◆ TASK REQUIREMENTS:
a: In the forum thread on a mass sliding down a circular ramp, how did the teacher simplify the problem when working it on the board?
b: In the forum thread on a mass sliding down a circular ramp, list every symbol the first poster gives for a quantity in the original problem, along with the quantity each represents.
--- Start SELECTED EXCERPT ---
Mechanics - mass on a circular ramp

[dusty8683]

the problem we got in class was that an object of mass m was sliding down a quarter-circle ramp (or "quarter pipe) that had a radius a, and a coefficient of kinetic friction "mu". if the mass began down the ramp from rest and continued to the bottom, what would it's final velocity be?

i had no idea how to solve it by the time the teacher worked it out on the board. she simplified it converting it to a flat ramp at an angle of 45 deg above the horizontal. i understand more than well how to work problems of that sort... but how would you go about it the "correct" way??

i've tried integrating the normal force of m*g*cos("theta") WRT theta from "pi" to 3*"pi"/2... which obviously didn't work. I've also tried calculating the unit normal vector of the line r("theta")=a*cos("theta")i+a*sin("theta")j and ("pi" <= "theta" <= 3*"pi"/2) and using that with the normal force which also didn't work.

i don't need this answer for class... i just don't like only knowing how to figure this out the "simplified" way. if you could explain how to do figure this out, i'd appreciate it. thanks.

 

[mukundpa]

Consider the poaition where line joining m to the center of the circular path makes an angle $$\theta$$ with the horizontal. Tengential acceleration of m at this position will be g$$(cos \theta - \mu sin \theta ).$$
Now if the small tengential displacement is dl = R $$d \theta$$ then we can write

$$a = v \frac {dv}{dl} = g(cos \theta - \mu sin \theta ).$$
gives

$$v dv = g(cos \theta - \mu sin \theta ).R d \theta$$

Integrate this for 0 to pi/2

 

[mukundpa]

If we write

$$a = v \frac {dv}{dl} = g(cos \theta - \mu sin \theta ).$$

as

$$v dv = g(cos \theta - \mu sin \theta ). dl$$

then

$$cos \theta dl = dy$$ and $$sin \theta dl = dx$$

Integrate this for any arbitrary curved path, x = 0 to d and y = 0 to h, I think, you will get a wonderful result.

Just try !
--- End SELECTED EXCERPT ---
--- Start EXTRACTED INFORMATION ---
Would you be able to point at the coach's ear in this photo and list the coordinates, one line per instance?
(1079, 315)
--- End EXTRACTED INFORMATION ---
--- Start EXTRACTED INFORMATION ---
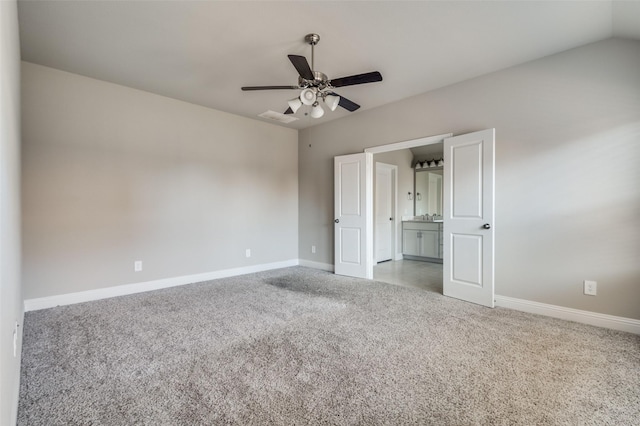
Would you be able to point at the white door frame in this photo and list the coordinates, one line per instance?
--- End EXTRACTED INFORMATION ---
◆ WORKED ANSWERS:
a: She converted it to a flat ramp at an angle of 45 degrees above the horizontal.

b:
m: the mass of the object
a: the radius of the quarter-circle ramp
mu: the coefficient of kinetic friction